# Directive A:
According to the Die Meistersinger review, from which year has Villa Wahnfried been a museum?
# Directive B:
List every opera role that the Die Meistersinger review pairs with a named singer.
# Directive C:
From the Die Meistersinger review, extract the stretch from "Barrie Kosky's production" through "Meistersinger at Bayreuth.".

# Excerpt to read:
***
Friday 25 August 2017

A riveting and exciting production: Die Meistersinger von Nürnberg

Wagner: Die Meistersinger - Bayreuth Festival - Anne Schwanewilms, Klaus Florian Vogt, Michael Volle (Photo © Bayreuther Festspiele / Enrico Nawrath)
Wagner: Die Meistersinger - Bayreuth Festival - Anne Schwanewilms, Klaus Florian Vogt, Michael Volle
(Photo © Bayreuther Festspiele / Enrico Nawrath)
Wagner Die Meistersinger; Daniel Behle, Günter Groissböck, Johannes Martin Kränzle, Wiebke Lehmkuhl, Anne Schwanewilms, Klaus Florian Vogt, Michael Volle, dir: Barrie Kosky, cond: Philippe Jordan; Bayreuth Festival
Reviewed by Tony Cooper on Aug 19 2017 Star rating: 5.0
A new production of Wagner's comedy which imaginatively weaves in the work's history

Wagner: Die Meistersinger - Bayreuth Festival - Daniel Behle (Photo © Bayreuther Festspiele / Enrico Nawrath)
Daniel Behle
(Photo © Bayreuther Festspiele / Enrico Nawrath)
Barrie Kosky's production of Die Meistersinger at the Bayreuth Festival, new this year (seen 19 August 2017) featured Michael Volle as Hans Sachs, Anne Schwanewilms as Eva, Klaus Florian Vogt as Walther, Johannes Martin Kränzle, as Beckmesser, Daniel Behle as David, Günter Groissböck as Pogner and Wiebke Lehmkuhl, conducted by Philippe Jordan.

Barrie Kosky - artistic director of Komische Oper Berlin who depicts himself as a ‘gay Jewish kangaroo’, whom I find an innovative, flamboyant and at times a wonderfully-quirky director - was born in Melbourne in the late 1960s, the grandson of Jewish emigrants from Europe. A successful opera director, he will, no doubt, go down in history as the first Jewish director to hold court in Bayreuth Festival’s illustrious 141-year-old history and also the first person outside of the Wagner family to direct Die Meistersinger at Bayreuth.

That’s quite an honour and I think, too, a significant step and a mighty big gesture by Katharina Wagner - artistic director of the Bayreuth Festival, daughter of Wolfgang Wagner and great-granddaughter of Richard Wagner - of appointing Kosky as it backs up her viewpoint of bringing to the fore Richard Wagner’s anti-Semitic stance and his family’s later association with Adolf Hitler and the Third Reich. This vision is also reflected in the revamped exhibition focusing on the Bayreuth Festival housed in the newly-restored Villa Wahnfried (complete with a swishy new extension) where Wagner lived with his wife Cosima and their children from 1874 to 1882.

Although a museum since 1976 (it reopened to the public just before last year’s festival) this is the first time that the era of the Third Reich has found its place in the exhibition. Most certainly, the last piece of the jigsaw. You cannot erase history and neither should you. But at the same time the sins of the father cannot be brought upon the children.
***
Detection examples
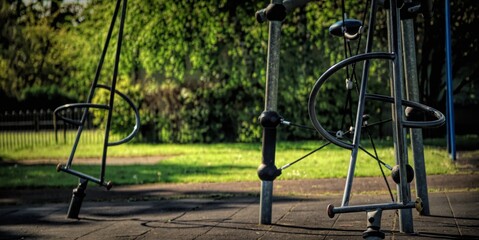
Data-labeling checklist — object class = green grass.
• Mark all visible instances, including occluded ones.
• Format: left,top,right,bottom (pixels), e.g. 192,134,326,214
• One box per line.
0,141,468,188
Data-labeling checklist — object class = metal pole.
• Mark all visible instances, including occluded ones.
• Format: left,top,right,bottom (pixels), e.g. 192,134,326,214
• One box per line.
258,0,282,224
389,0,414,233
401,5,430,215
444,0,456,161
341,0,378,206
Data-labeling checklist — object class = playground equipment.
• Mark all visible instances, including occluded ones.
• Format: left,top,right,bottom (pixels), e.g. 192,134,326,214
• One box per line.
257,0,445,236
54,0,140,218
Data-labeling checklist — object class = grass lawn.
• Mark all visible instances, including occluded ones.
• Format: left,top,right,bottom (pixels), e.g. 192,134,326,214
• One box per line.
0,138,472,188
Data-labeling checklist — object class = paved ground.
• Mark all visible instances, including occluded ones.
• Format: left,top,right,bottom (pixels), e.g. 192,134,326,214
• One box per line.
0,174,479,239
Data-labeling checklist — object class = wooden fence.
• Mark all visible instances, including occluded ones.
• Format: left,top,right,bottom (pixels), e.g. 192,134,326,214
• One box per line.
0,109,104,150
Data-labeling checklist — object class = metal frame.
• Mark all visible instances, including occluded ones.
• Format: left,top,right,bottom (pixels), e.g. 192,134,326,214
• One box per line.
54,0,140,218
257,0,445,233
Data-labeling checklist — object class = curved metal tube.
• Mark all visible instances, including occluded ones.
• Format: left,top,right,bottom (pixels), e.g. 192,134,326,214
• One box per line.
53,84,140,146
308,52,394,149
308,52,446,149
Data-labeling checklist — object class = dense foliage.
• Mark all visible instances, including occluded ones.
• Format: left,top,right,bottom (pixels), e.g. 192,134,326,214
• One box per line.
0,0,479,142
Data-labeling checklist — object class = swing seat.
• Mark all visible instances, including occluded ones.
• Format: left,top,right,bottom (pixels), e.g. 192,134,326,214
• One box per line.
329,19,363,40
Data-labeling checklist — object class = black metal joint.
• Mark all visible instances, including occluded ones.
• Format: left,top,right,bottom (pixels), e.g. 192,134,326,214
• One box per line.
265,3,286,21
401,1,421,20
257,163,282,181
259,111,283,128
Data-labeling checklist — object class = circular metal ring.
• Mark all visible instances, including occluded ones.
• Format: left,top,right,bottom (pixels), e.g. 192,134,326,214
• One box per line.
53,84,141,146
308,52,445,149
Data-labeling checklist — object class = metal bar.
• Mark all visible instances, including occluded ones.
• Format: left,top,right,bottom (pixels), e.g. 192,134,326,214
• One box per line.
***
# Final answer A:
1976

# Final answer B:
Hans Sachs, Eva, Walther, Beckmesser, David, Pogner

# Final answer C:
Barrie Kosky's production of Die Meistersinger at the Bayreuth Festival, new this year (seen 19 August 2017) featured Michael Volle as Hans Sachs, Anne Schwanewilms as Eva, Klaus Florian Vogt as Walther, Johannes Martin Kränzle, as Beckmesser, Daniel Behle as David, Günter Groissböck as Pogner and Wiebke Lehmkuhl, conducted by Philippe Jordan.

Barrie Kosky - artistic director of Komische Oper Berlin who depicts himself as a ‘gay Jewish kangaroo’, whom I find an innovative, flamboyant and at times a wonderfully-quirky director - was born in Melbourne in the late 1960s, the grandson of Jewish emigrants from Europe. A successful opera director, he will, no doubt, go down in history as the first Jewish director to hold court in Bayreuth Festival’s illustrious 141-year-old history and also the first person outside of the Wagner family to direct Die Meistersinger at Bayreuth.